**Short task:**
Copy the lines below, from the one holding "Exercise. Annotate the adobe church" through the one holding "x=190, y=146", inclusive, and keep the requests. Shift each answer coordinate by adding 70 to every x and y value, and leave the sample coordinates inside the requests unchanged.
══════════
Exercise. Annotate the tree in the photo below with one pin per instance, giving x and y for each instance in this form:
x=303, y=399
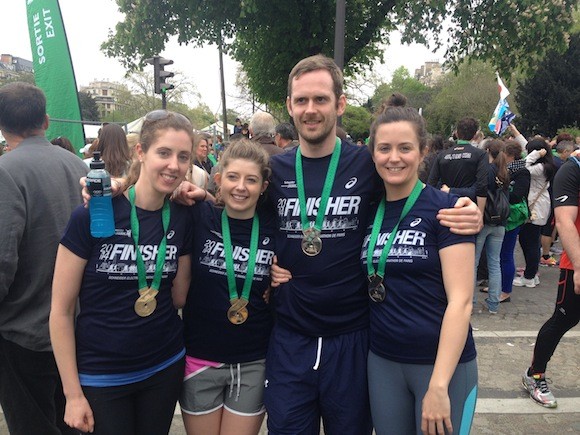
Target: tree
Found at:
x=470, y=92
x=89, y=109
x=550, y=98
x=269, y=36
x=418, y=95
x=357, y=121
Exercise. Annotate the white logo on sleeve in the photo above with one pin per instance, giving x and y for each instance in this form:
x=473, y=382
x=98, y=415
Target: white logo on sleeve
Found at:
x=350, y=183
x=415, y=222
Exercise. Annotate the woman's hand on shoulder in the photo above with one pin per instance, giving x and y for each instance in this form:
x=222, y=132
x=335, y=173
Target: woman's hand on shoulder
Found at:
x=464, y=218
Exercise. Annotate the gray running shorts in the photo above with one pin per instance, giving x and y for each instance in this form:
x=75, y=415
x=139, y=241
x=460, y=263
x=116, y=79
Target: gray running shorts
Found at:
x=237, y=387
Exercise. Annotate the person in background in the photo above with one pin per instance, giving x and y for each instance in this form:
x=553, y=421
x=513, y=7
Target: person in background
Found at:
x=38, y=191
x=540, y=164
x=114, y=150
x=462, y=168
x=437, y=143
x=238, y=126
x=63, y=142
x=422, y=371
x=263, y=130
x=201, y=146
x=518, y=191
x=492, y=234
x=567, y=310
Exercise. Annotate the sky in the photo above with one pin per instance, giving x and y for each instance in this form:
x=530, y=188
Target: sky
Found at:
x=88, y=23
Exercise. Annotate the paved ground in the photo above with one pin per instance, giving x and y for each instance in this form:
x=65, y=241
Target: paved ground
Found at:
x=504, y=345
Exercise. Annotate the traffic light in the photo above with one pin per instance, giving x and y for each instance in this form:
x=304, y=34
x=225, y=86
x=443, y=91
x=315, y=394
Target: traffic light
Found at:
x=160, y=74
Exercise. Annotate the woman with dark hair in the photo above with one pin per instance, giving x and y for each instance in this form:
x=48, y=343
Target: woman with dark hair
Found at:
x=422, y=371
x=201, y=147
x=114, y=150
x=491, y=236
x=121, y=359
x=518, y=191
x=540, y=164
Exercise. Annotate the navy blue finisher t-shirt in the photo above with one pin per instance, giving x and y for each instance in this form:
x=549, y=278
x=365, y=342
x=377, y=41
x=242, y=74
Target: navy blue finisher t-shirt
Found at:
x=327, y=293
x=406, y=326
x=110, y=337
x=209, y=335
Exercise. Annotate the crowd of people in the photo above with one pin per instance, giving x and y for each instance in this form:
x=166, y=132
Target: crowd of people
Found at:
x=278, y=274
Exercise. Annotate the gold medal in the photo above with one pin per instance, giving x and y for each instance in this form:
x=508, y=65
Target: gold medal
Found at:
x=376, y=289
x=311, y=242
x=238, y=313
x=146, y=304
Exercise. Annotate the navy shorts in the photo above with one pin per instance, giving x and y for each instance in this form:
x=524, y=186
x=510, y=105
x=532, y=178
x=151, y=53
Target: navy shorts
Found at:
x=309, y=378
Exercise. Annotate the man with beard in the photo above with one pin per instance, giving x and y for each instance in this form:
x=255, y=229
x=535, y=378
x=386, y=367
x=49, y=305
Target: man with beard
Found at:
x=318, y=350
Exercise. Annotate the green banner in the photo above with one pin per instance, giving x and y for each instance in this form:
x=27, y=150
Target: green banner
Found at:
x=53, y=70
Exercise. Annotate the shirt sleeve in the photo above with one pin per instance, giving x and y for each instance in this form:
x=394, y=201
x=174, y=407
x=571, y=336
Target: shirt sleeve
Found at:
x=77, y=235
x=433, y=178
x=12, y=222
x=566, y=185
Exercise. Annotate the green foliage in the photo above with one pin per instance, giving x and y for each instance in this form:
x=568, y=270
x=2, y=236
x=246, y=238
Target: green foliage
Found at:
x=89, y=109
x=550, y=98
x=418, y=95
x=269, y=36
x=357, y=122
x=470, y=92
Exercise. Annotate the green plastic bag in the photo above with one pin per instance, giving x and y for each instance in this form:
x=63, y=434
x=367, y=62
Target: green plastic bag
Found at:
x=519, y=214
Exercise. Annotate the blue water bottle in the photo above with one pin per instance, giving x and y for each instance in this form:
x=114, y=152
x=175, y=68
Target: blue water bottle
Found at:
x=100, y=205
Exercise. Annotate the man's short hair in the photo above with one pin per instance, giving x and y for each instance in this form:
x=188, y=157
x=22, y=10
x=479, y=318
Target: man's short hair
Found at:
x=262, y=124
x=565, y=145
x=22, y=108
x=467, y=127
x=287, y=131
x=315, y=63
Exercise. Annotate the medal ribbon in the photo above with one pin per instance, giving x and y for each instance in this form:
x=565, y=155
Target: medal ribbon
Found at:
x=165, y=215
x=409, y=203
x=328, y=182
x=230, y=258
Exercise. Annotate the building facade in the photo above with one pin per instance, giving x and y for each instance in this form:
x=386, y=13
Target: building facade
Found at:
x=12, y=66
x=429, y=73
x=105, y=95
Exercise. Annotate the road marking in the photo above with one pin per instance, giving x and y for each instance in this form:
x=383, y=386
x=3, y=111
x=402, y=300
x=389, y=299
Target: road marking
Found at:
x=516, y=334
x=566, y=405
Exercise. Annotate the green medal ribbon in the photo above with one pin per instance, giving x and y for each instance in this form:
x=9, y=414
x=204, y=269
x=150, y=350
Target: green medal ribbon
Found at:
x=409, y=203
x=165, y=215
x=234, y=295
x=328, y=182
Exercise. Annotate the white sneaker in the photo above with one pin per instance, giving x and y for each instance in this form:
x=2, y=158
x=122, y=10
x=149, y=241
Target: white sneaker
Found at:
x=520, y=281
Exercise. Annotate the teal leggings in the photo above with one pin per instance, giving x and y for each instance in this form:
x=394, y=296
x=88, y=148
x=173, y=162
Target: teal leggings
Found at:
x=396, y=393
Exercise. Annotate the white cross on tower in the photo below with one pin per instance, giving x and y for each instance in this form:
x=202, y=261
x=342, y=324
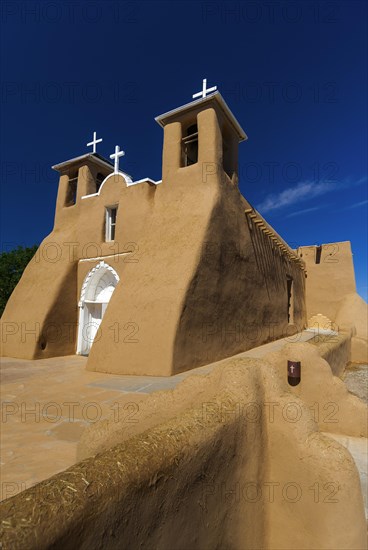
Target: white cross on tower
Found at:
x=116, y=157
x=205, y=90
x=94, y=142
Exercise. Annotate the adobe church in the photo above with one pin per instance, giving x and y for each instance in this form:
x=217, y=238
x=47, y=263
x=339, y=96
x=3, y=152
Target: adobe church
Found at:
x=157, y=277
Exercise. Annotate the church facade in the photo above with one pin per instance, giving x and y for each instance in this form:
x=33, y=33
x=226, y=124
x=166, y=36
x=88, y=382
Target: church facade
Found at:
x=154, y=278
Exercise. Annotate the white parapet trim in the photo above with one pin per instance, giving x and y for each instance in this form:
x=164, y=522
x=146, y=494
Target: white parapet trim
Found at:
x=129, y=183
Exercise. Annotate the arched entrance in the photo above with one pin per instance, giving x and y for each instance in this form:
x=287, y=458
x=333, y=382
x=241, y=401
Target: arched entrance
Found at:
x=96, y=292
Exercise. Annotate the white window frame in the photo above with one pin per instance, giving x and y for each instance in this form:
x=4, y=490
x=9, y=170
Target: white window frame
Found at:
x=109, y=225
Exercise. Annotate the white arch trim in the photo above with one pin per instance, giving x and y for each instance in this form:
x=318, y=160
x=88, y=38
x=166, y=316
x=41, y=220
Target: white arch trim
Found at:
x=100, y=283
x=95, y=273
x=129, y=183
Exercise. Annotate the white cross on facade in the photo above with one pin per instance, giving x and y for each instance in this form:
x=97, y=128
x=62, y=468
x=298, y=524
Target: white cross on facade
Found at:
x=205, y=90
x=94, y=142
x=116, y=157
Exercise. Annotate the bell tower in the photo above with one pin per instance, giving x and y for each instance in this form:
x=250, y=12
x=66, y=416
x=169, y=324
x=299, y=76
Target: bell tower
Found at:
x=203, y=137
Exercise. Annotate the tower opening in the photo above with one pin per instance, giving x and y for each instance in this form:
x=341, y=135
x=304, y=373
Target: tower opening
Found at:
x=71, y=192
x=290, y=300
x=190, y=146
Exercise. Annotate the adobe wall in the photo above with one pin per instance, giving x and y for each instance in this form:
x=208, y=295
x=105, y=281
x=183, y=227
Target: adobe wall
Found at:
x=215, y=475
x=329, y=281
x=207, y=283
══════════
**Output:**
Exercise. Annotate the adobe church in the photo above with one pin per instance, giving x and y for each instance in this form:
x=217, y=238
x=47, y=263
x=339, y=96
x=3, y=152
Target: adobe church
Found at:
x=227, y=347
Exercise. Annotate the church facade in the photo above with one pin per instance, giving x and y for each instance in this form:
x=33, y=33
x=226, y=124
x=166, y=36
x=88, y=382
Target: church facade
Found at:
x=224, y=348
Exercise. Annotate the white parapet trim in the photo above with one pin per instance, giving x and y for each instance in this form:
x=164, y=522
x=146, y=494
Target: white parapet trim
Found at:
x=199, y=253
Exercise. Annotate the arched entrance in the photo above with one pin per instance, giving x and y for each instance in this form:
x=287, y=458
x=333, y=382
x=241, y=401
Target: arched entrance
Found at:
x=166, y=362
Exercise. Annotate the white window frame in the photo above with one pin per instance, giving x and y for each instance in this form:
x=4, y=490
x=9, y=170
Target: white window frame
Found at:
x=179, y=295
Exercise. Annotate the white arch trim in the photo above with one pin per instance, giving x and y for each instance in this form:
x=318, y=160
x=88, y=38
x=166, y=316
x=41, y=220
Target: white arch trim
Found at:
x=170, y=353
x=165, y=343
x=199, y=253
Exercise. Annotate the white cross on facade in the photo above with one pin per instance, giving x and y for each instance in this form:
x=97, y=128
x=62, y=468
x=298, y=524
Target: white cross on facade
Found at:
x=275, y=160
x=164, y=212
x=186, y=227
Exercise. Annotate the bell tower in the photo above with one pin per instance, giving x and y for each instance in this form:
x=250, y=12
x=66, y=416
x=169, y=324
x=299, y=76
Target: bell tower
Found at:
x=273, y=207
Exercise. Annotate the tower opening in the photo above with one pin per instance, giving x and y for each instance in this form:
x=341, y=135
x=304, y=373
Target: tower opening
Found at:
x=141, y=262
x=360, y=370
x=260, y=216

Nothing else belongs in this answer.